Problem to work on |
Nothing but the lines from the line with "Category: black and pink sneaker" through the end of the data is to be copied, and each is to be copied exactly.

[Start of Exercise data]

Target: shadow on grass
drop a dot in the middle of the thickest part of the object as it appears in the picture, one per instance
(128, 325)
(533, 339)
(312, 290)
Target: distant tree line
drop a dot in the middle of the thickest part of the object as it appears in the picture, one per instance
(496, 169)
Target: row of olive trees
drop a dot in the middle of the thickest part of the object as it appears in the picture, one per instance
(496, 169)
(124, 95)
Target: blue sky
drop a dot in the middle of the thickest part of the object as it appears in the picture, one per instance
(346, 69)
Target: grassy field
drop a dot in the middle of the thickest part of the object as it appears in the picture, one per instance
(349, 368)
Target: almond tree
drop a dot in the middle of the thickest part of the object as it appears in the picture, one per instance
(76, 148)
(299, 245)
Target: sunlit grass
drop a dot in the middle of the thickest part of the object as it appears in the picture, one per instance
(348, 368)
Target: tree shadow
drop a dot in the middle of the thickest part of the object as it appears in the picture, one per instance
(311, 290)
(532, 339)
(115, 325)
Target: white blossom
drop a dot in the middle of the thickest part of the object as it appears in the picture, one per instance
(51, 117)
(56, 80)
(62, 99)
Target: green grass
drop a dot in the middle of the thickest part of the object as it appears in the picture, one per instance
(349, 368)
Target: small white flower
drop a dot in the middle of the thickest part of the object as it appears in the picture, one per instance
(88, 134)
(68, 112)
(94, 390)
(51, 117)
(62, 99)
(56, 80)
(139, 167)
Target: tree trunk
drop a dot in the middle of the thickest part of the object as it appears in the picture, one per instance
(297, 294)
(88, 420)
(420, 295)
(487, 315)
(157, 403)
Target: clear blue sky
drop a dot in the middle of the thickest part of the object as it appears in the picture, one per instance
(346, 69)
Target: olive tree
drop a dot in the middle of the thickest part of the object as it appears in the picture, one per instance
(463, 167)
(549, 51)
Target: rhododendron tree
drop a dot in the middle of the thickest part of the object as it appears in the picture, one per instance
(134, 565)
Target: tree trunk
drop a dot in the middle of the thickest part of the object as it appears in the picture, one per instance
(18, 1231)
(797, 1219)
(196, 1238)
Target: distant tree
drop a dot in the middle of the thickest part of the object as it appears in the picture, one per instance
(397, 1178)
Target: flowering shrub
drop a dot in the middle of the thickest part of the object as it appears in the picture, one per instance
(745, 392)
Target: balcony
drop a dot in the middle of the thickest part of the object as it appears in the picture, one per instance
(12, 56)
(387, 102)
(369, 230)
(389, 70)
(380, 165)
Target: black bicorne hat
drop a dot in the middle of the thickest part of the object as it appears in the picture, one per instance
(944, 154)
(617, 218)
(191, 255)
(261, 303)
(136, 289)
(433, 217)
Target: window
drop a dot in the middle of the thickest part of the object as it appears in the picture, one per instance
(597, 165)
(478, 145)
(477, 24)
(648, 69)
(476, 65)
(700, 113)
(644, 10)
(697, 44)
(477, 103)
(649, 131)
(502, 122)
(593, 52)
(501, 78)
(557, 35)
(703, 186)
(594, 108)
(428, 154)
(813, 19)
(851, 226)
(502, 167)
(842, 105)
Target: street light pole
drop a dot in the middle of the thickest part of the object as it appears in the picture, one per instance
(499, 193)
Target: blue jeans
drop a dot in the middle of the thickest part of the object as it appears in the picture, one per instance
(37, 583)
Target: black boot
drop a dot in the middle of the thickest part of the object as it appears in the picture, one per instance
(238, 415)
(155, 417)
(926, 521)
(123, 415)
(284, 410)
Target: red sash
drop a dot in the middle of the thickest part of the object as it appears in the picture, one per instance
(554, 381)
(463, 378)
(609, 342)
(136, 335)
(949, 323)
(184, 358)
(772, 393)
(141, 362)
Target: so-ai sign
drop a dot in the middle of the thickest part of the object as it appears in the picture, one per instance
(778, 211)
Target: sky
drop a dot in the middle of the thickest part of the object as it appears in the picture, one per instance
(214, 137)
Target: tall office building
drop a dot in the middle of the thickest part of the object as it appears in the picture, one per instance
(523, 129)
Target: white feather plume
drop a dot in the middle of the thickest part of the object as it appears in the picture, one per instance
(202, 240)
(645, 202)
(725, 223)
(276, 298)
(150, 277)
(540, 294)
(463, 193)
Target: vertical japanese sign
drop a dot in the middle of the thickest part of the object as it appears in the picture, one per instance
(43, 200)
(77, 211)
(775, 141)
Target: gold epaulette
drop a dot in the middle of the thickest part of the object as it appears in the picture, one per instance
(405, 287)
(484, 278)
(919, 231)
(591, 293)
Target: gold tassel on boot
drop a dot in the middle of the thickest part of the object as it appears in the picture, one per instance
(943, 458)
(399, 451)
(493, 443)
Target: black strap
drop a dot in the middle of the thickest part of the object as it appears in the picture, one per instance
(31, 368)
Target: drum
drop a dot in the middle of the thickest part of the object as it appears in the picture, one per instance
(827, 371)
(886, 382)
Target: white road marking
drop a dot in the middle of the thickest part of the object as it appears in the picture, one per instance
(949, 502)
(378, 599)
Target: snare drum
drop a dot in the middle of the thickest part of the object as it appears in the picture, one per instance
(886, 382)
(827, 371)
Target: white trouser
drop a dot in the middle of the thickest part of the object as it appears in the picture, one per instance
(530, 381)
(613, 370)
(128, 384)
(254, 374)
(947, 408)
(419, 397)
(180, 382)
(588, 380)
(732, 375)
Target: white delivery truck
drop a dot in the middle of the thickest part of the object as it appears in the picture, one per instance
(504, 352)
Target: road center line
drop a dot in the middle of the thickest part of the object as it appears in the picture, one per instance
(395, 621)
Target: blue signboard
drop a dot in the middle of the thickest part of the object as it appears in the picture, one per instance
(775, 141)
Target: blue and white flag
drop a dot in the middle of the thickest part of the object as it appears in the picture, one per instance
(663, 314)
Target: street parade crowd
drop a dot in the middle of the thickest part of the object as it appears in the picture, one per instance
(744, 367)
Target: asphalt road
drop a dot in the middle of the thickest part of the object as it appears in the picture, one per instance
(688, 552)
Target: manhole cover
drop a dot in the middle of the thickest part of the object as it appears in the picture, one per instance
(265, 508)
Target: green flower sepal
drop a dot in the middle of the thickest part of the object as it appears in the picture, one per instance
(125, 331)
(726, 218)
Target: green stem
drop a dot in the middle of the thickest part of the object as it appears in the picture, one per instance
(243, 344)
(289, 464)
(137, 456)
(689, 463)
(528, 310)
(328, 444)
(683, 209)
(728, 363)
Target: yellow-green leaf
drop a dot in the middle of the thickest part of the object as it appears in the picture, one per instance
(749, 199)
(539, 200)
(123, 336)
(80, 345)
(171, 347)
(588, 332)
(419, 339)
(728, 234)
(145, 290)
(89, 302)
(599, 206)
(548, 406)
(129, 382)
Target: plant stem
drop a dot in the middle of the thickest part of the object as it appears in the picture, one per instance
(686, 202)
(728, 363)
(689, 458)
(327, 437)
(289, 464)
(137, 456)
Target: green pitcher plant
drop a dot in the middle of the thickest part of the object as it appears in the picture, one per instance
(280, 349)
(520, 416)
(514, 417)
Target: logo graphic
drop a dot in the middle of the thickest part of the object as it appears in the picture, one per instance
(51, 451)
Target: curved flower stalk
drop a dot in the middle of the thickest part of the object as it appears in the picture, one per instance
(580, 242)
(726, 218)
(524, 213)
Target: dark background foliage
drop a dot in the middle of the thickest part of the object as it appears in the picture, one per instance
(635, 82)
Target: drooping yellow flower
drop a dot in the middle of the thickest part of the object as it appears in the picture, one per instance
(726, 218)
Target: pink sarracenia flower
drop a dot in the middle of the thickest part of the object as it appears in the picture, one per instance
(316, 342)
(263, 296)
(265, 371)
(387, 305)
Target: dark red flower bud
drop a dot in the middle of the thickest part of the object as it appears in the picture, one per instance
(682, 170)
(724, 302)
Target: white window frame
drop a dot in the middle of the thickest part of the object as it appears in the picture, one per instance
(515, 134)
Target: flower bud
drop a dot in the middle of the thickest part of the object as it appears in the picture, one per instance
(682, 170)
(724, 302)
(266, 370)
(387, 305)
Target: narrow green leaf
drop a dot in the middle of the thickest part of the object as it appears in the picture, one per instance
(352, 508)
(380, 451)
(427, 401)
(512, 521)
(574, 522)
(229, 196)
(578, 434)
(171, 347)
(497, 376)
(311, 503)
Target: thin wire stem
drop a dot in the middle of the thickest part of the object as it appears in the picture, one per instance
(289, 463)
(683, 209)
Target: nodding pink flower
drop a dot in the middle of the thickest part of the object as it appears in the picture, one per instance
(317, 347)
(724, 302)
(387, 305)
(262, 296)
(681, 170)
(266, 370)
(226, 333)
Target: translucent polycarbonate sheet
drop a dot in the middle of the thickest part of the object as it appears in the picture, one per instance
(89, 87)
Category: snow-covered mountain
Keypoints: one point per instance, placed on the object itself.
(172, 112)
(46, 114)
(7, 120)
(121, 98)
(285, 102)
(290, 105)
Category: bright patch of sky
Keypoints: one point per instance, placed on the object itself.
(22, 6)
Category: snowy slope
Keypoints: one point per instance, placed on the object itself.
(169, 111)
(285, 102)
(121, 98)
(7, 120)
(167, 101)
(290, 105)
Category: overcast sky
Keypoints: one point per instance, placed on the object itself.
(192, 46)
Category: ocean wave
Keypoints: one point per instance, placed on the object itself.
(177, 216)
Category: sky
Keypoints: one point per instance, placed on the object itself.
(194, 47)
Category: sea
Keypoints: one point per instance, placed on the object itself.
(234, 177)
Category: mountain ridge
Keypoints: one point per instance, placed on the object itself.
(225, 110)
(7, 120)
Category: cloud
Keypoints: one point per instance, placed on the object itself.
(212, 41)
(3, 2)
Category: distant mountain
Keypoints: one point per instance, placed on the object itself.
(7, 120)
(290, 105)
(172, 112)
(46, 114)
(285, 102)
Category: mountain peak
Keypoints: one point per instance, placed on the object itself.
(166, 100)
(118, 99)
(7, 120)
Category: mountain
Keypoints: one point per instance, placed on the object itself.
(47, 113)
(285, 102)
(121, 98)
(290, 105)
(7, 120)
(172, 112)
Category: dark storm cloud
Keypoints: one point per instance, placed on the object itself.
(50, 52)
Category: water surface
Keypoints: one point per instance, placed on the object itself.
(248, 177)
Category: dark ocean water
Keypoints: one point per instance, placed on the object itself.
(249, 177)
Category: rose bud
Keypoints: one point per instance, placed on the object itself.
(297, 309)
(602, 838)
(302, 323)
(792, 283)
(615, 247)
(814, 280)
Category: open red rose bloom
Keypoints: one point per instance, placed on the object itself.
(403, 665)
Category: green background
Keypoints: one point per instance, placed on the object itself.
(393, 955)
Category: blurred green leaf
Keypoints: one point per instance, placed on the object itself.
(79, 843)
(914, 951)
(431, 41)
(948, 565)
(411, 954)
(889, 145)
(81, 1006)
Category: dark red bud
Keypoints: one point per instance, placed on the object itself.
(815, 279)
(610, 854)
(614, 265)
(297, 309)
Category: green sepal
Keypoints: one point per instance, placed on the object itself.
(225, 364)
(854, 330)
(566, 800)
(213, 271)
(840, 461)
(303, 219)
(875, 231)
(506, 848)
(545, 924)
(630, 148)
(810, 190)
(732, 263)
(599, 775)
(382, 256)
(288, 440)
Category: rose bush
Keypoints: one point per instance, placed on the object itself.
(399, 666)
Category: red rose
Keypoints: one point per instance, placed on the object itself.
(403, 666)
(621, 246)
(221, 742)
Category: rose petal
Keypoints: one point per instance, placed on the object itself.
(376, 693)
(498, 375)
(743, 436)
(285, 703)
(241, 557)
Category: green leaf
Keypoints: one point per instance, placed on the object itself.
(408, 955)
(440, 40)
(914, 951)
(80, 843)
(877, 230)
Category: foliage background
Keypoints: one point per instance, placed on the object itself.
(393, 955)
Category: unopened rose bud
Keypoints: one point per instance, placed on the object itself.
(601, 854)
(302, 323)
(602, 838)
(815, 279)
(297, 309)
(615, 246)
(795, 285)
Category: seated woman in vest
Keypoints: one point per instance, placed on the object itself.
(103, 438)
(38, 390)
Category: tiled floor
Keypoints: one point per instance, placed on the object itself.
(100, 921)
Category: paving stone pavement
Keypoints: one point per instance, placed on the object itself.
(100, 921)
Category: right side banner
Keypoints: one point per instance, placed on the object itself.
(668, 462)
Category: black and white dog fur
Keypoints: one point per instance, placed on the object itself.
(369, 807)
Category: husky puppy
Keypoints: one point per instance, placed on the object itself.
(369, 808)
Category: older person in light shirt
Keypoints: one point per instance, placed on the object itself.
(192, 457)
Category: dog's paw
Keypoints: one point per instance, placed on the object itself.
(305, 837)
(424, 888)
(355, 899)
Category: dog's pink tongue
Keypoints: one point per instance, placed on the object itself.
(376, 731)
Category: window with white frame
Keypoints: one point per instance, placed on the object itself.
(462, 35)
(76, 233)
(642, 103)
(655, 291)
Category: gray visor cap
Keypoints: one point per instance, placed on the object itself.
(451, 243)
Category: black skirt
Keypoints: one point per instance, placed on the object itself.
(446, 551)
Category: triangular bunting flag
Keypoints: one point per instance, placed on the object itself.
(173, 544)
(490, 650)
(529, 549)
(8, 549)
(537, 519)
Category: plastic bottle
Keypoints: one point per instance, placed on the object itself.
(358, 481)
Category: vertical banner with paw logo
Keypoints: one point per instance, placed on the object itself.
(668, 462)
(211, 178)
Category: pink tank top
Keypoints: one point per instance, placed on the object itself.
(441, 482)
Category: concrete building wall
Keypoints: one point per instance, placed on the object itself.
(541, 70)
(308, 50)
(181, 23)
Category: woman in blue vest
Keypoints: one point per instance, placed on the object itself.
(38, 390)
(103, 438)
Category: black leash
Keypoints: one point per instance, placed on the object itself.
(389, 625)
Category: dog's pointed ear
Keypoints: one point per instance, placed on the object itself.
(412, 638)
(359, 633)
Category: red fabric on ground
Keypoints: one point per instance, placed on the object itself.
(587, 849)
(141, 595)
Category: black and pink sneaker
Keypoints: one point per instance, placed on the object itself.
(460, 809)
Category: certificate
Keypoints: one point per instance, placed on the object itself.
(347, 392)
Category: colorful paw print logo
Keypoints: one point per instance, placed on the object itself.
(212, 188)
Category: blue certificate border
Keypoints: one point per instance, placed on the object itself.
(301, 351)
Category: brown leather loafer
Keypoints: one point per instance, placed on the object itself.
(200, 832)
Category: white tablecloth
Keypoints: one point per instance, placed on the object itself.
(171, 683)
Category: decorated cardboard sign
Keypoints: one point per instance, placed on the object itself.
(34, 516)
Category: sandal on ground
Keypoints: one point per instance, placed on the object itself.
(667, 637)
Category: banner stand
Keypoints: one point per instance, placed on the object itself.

[End of Exercise data]

Complete answer |
Category: black and pink sneaker
Keypoints: one point per instance, placed on the object itself.
(460, 809)
Category: certificate
Keypoints: one point per instance, placed on the object itself.
(347, 392)
Category: colorful paw print logo
Keypoints: one point per instance, placed on the object itself.
(212, 188)
Category: blue certificate border
Keypoints: one point per instance, placed on the object itself.
(301, 351)
Category: brown leather loafer
Keypoints: one point per instance, placed on the object itself.
(200, 832)
Category: white tablecloth
Keypoints: one point per instance, placed on the object itself.
(171, 683)
Category: decorated cardboard sign
Keypoints: one point per instance, placed on the object itself.
(34, 516)
Category: sandal on ground
Keypoints: one point per instance, placed on the object itself.
(667, 637)
Category: banner stand
Keypoints: one point per instance, placed on the object itself.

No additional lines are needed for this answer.